Print every one of the records below word for word, changing nothing.

## Start

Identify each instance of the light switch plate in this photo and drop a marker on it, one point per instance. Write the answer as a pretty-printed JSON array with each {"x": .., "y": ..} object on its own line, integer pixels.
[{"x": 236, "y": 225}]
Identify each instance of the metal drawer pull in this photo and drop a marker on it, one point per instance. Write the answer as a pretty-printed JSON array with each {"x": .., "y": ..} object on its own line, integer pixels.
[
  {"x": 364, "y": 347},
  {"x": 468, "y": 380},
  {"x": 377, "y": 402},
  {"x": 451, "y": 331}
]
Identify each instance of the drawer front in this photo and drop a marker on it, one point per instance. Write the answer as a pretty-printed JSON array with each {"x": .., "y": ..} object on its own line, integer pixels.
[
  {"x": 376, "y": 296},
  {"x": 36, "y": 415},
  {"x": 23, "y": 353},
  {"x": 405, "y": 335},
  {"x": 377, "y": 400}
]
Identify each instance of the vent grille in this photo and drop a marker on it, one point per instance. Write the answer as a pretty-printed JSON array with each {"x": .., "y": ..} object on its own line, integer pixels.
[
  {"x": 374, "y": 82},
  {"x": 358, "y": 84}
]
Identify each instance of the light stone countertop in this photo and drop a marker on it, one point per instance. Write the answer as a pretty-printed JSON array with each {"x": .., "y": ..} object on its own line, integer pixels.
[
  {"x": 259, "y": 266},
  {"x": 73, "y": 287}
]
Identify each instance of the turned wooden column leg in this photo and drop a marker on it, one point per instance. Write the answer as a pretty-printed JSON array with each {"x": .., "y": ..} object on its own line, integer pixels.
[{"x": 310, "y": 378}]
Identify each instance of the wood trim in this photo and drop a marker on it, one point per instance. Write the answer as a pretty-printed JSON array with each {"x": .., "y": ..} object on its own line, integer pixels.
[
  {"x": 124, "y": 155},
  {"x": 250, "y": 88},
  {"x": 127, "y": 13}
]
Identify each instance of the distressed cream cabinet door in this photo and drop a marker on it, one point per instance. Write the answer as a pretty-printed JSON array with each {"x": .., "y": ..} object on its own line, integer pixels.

## End

■ TASK OUTPUT ■
Identify each instance of the light switch plate in this photo and drop a marker on it, one point per instance. Write the answer as a pretty-printed JSON array with each {"x": .., "y": ..} object on its own line, integer pixels.
[{"x": 236, "y": 225}]
Identify each instance of the metal drawer pull in this photo and drop a marker on it, one point per instance. Write the answer as a pretty-printed JSON array with each {"x": .., "y": ..} object on its own line, integer pixels.
[
  {"x": 364, "y": 347},
  {"x": 468, "y": 380},
  {"x": 377, "y": 402},
  {"x": 451, "y": 331}
]
Identify each instance of the drawer front in this photo and drop a marker on it, one point per instance. Write the answer as a pretty-printed JSON array with each {"x": .., "y": ..} object on its own line, integer pixels.
[
  {"x": 376, "y": 296},
  {"x": 36, "y": 415},
  {"x": 23, "y": 353},
  {"x": 405, "y": 335},
  {"x": 377, "y": 400}
]
Identify each instance of the vent grille in this photo and drop a marker on it, one point per instance. Write the answer as a pretty-printed JSON array with each {"x": .., "y": ..} object on its own line, integer pixels.
[
  {"x": 374, "y": 82},
  {"x": 358, "y": 84}
]
Identify each instance of the light stone countertop in this photo and drop a marker on it, one point per instance. Write the answer as a pretty-printed JSON array with each {"x": .., "y": ..} object on its own line, integer pixels.
[
  {"x": 259, "y": 266},
  {"x": 73, "y": 287}
]
Identify each instance of the turned wooden column leg in this photo and drop a marker on it, one point per instance. Write the answer as a pretty-printed JSON array with each {"x": .., "y": ..} object on its own line, integer pixels.
[{"x": 310, "y": 378}]
Identify each instance of the wood trim in this photo and drop a marker on it, one point per instance. Write the answer as a pretty-printed JSON array with each {"x": .., "y": ..} object on its own line, integer pixels.
[
  {"x": 124, "y": 155},
  {"x": 250, "y": 88},
  {"x": 127, "y": 13}
]
Identify each instance of the distressed cream cabinet door in this photo and drop a marker on it, one point per instance. Write the answer as a pretty-printed JSON array with each {"x": .., "y": ..} object on its own line, integer pixels.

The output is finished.